▶ _YOUR ASSIGNMENT_:
Omit every picture and write out the rest of the records exactly.

=== Section Start ===

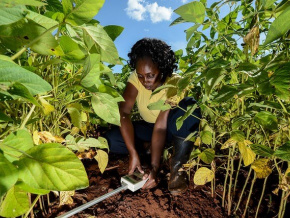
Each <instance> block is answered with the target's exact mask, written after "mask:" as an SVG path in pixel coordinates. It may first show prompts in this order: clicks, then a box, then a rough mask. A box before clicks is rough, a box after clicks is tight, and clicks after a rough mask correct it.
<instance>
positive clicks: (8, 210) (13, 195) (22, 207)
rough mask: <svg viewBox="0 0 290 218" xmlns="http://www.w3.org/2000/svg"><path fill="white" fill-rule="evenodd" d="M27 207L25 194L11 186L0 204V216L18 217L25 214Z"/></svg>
mask: <svg viewBox="0 0 290 218" xmlns="http://www.w3.org/2000/svg"><path fill="white" fill-rule="evenodd" d="M29 207H30V206H29V199H28V195H27V192H25V191H22V190H21V189H20V188H19V187H17V186H13V187H12V188H11V189H10V190H9V191H8V193H7V195H6V197H5V198H4V201H3V202H2V203H1V206H0V216H2V217H18V216H20V215H22V214H24V213H25V212H27V211H28V210H29Z"/></svg>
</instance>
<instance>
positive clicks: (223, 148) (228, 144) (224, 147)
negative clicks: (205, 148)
mask: <svg viewBox="0 0 290 218" xmlns="http://www.w3.org/2000/svg"><path fill="white" fill-rule="evenodd" d="M236 144H237V141H236V140H234V139H232V138H229V139H228V140H227V141H226V142H225V143H224V144H223V145H222V147H221V149H227V148H229V147H233V146H234V145H236Z"/></svg>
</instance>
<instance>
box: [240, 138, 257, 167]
mask: <svg viewBox="0 0 290 218" xmlns="http://www.w3.org/2000/svg"><path fill="white" fill-rule="evenodd" d="M238 144H239V151H240V152H241V155H242V158H243V161H244V165H245V166H249V165H250V164H251V163H253V162H254V161H255V158H256V154H255V153H254V152H253V151H252V149H251V148H250V147H248V146H247V145H246V143H245V142H239V143H238Z"/></svg>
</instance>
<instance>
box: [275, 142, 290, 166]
mask: <svg viewBox="0 0 290 218" xmlns="http://www.w3.org/2000/svg"><path fill="white" fill-rule="evenodd" d="M274 155H275V156H276V157H278V158H280V159H282V160H285V161H290V141H288V142H286V143H285V144H284V145H282V146H280V147H278V148H277V149H276V150H275V152H274Z"/></svg>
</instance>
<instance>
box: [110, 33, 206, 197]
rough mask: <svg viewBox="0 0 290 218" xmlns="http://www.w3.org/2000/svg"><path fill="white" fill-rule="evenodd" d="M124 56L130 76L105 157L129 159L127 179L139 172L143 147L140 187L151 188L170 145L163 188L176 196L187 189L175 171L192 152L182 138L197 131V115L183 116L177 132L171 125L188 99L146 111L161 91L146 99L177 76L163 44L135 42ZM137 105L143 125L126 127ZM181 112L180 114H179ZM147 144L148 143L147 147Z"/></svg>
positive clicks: (156, 177)
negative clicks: (129, 52) (120, 115)
mask: <svg viewBox="0 0 290 218" xmlns="http://www.w3.org/2000/svg"><path fill="white" fill-rule="evenodd" d="M128 56H129V65H130V67H131V69H132V73H131V75H130V77H129V79H128V82H127V85H126V88H125V91H124V93H123V98H124V100H125V101H124V102H121V103H120V107H119V108H120V115H121V127H120V128H114V129H112V130H111V131H109V132H108V133H107V136H106V138H107V140H108V143H109V146H110V152H113V153H119V154H129V174H132V173H133V172H134V171H135V170H138V171H139V172H141V173H144V172H143V169H142V166H141V163H140V150H142V149H139V148H140V147H142V146H143V144H144V142H149V144H150V145H151V149H150V150H151V171H150V173H149V175H147V174H146V175H145V176H144V179H145V178H147V177H149V179H148V181H147V182H146V183H145V185H144V186H143V188H145V189H146V188H147V189H149V188H153V187H155V186H156V185H157V173H158V171H159V167H160V161H161V156H162V154H163V149H164V145H165V144H166V143H167V144H168V143H171V142H172V144H173V155H172V158H171V162H170V180H169V184H168V189H169V191H170V192H171V193H173V194H177V193H182V192H184V191H186V190H187V188H188V176H187V174H186V172H185V171H179V169H180V168H181V167H182V165H183V164H185V163H186V162H187V161H188V159H189V156H190V153H191V151H192V149H193V143H192V142H191V141H184V139H185V138H186V137H187V136H188V135H189V134H190V133H192V132H194V131H196V130H198V126H199V118H200V117H201V114H200V110H199V109H196V110H195V111H194V113H193V115H194V116H189V117H188V118H187V119H186V120H185V121H184V123H183V125H182V127H181V128H180V129H179V130H177V128H176V120H177V118H179V117H180V116H182V115H183V114H184V113H185V112H184V111H186V109H187V107H188V106H190V105H193V104H195V103H196V101H195V100H194V99H193V98H190V97H186V98H184V99H182V100H181V101H180V102H179V107H175V108H173V109H169V110H166V111H159V110H149V109H148V107H147V106H148V105H149V104H150V103H154V102H157V101H159V100H161V99H163V100H166V96H167V95H166V89H163V90H161V91H160V92H158V93H157V94H154V95H151V94H152V91H154V90H155V89H156V88H158V87H159V86H162V85H164V84H166V83H167V82H168V81H169V80H171V79H172V78H173V77H174V76H178V75H177V74H173V71H174V70H176V68H177V64H176V59H175V55H174V52H173V51H172V50H171V47H170V46H168V45H167V44H166V43H165V42H163V41H161V40H158V39H151V38H144V39H141V40H139V41H137V42H136V43H135V45H134V46H133V47H132V49H131V52H130V53H129V54H128ZM135 102H137V107H138V111H139V113H140V115H141V117H142V118H143V121H136V122H134V121H133V122H132V121H131V119H130V114H131V111H132V109H133V106H134V104H135ZM181 108H182V109H181ZM150 142H151V143H150Z"/></svg>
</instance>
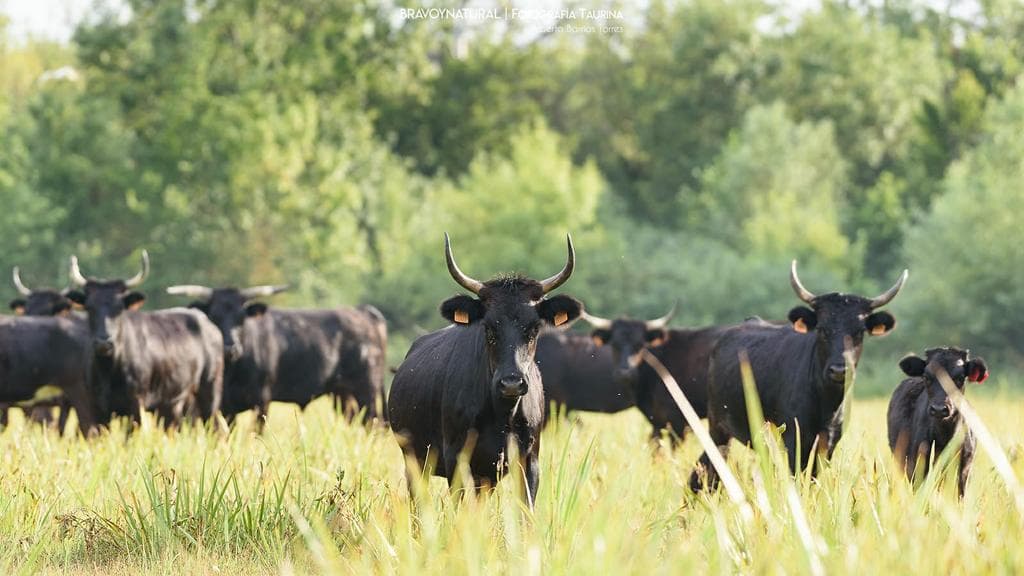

=== Section End ===

▶ _TASK OUTPUT_:
Each <instance> block is answered with the target's exact mask, written after "mask:" as an SVG path in pixel coordinates. It may first show prompts in this order: clicks, then a box, then a rough mask. A box before clicks is rough, a box after clicks is tight, and clicks after a rough mask correct it.
<instance>
positive clicks: (8, 210) (13, 195) (22, 207)
rough mask: <svg viewBox="0 0 290 218" xmlns="http://www.w3.org/2000/svg"><path fill="white" fill-rule="evenodd" d="M27 207L25 194L11 186L0 204V216L18 217L25 214Z"/></svg>
mask: <svg viewBox="0 0 290 218" xmlns="http://www.w3.org/2000/svg"><path fill="white" fill-rule="evenodd" d="M29 207H30V206H29V199H28V195H27V192H25V191H22V190H21V189H20V188H19V187H17V186H13V187H12V188H11V189H10V190H9V191H8V193H7V195H6V197H5V198H4V201H3V202H2V203H1V206H0V216H2V217H18V216H20V215H22V214H24V213H25V212H27V211H28V210H29Z"/></svg>
</instance>
<instance>
positive clicks: (223, 148) (228, 144) (224, 147)
negative clicks: (205, 148)
mask: <svg viewBox="0 0 290 218" xmlns="http://www.w3.org/2000/svg"><path fill="white" fill-rule="evenodd" d="M236 144H237V141H236V140H234V139H232V138H229V139H228V140H227V141H226V142H225V143H224V144H223V145H222V147H221V149H227V148H229V147H233V146H234V145H236Z"/></svg>
</instance>
<instance>
box: [240, 138, 257, 167]
mask: <svg viewBox="0 0 290 218" xmlns="http://www.w3.org/2000/svg"><path fill="white" fill-rule="evenodd" d="M238 144H239V151H240V152H241V155H242V158H243V161H244V165H245V166H249V165H250V164H251V163H253V162H254V161H255V158H256V154H255V153H254V152H253V151H252V149H251V148H250V147H248V146H247V145H246V143H245V142H239V143H238Z"/></svg>
</instance>
<instance>
box: [275, 142, 290, 166]
mask: <svg viewBox="0 0 290 218" xmlns="http://www.w3.org/2000/svg"><path fill="white" fill-rule="evenodd" d="M274 155H275V156H276V157H278V158H280V159H282V160H285V161H290V141H288V142H286V143H285V144H284V145H282V146H280V147H278V148H277V149H276V150H275V152H274Z"/></svg>
</instance>
<instance>
box: [110, 33, 206, 197]
rough mask: <svg viewBox="0 0 290 218" xmlns="http://www.w3.org/2000/svg"><path fill="white" fill-rule="evenodd" d="M124 56L130 76L105 157L129 159L127 179L139 172L143 147L140 187L151 188L170 145L163 188L176 196L187 189L175 171L192 152L182 138L197 131V115L183 116L177 132L171 125L188 99L146 111L161 91L146 99L177 76L163 44L135 42ZM137 105L143 125L126 127ZM181 112L180 114H179ZM147 144L148 143L147 147Z"/></svg>
positive clicks: (156, 177)
negative clicks: (129, 52) (120, 115)
mask: <svg viewBox="0 0 290 218" xmlns="http://www.w3.org/2000/svg"><path fill="white" fill-rule="evenodd" d="M128 56H129V65H130V67H131V69H132V73H131V75H130V77H129V79H128V82H127V85H126V88H125V91H124V93H123V98H124V100H125V101H124V102H121V103H120V107H119V108H120V115H121V127H120V128H114V129H112V130H111V131H109V132H108V133H107V136H106V138H107V140H108V143H109V146H110V152H113V153H119V154H129V174H132V173H133V172H134V171H135V170H138V171H139V172H141V173H144V172H143V169H142V166H141V163H140V150H142V149H139V148H140V147H142V146H143V144H144V142H149V144H150V145H151V149H150V150H151V171H150V173H149V175H147V174H146V175H145V176H144V179H145V178H147V177H149V179H148V181H147V182H146V183H145V185H144V186H143V188H145V189H146V188H147V189H149V188H153V187H155V186H156V185H157V173H158V171H159V167H160V161H161V156H162V154H163V149H164V145H165V144H166V143H167V144H168V143H171V142H172V144H173V155H172V158H171V162H170V180H169V184H168V189H169V191H170V192H171V193H173V194H177V193H182V192H184V191H186V190H187V188H188V176H187V174H186V172H185V171H179V169H180V168H181V167H182V165H183V164H185V163H186V162H187V161H188V159H189V156H190V153H191V151H192V149H193V143H192V142H191V141H184V139H185V138H186V137H187V136H188V135H189V134H190V133H192V132H194V131H196V130H198V126H199V118H200V117H201V114H200V110H199V109H196V110H195V111H194V113H193V115H194V116H189V117H188V118H187V119H186V120H185V121H184V123H183V125H182V127H181V128H180V129H179V130H177V128H176V120H177V118H179V117H180V116H182V115H183V114H184V113H185V112H184V111H186V109H187V107H188V106H190V105H193V104H195V103H196V101H195V100H194V99H193V98H190V97H186V98H184V99H182V100H181V101H180V102H179V107H175V108H173V109H169V110H166V111H159V110H149V109H148V107H147V106H148V105H149V104H150V103H154V102H157V101H159V100H161V99H163V100H166V96H167V95H166V89H163V90H161V91H160V92H158V93H157V94H154V95H151V94H152V91H154V90H155V89H156V88H158V87H159V86H162V85H164V84H166V83H167V82H168V81H169V80H171V79H172V78H173V77H174V76H178V75H177V74H173V71H174V70H176V68H177V64H176V59H175V55H174V52H173V51H172V50H171V47H170V46H168V45H167V44H166V43H165V42H163V41H161V40H158V39H151V38H144V39H141V40H139V41H137V42H136V43H135V45H134V46H133V47H132V49H131V52H130V53H129V54H128ZM135 102H137V107H138V111H139V113H140V115H141V117H142V118H143V121H136V122H134V121H133V122H132V121H131V119H130V114H131V111H132V109H133V106H134V104H135ZM181 108H182V109H181ZM150 142H151V143H150Z"/></svg>
</instance>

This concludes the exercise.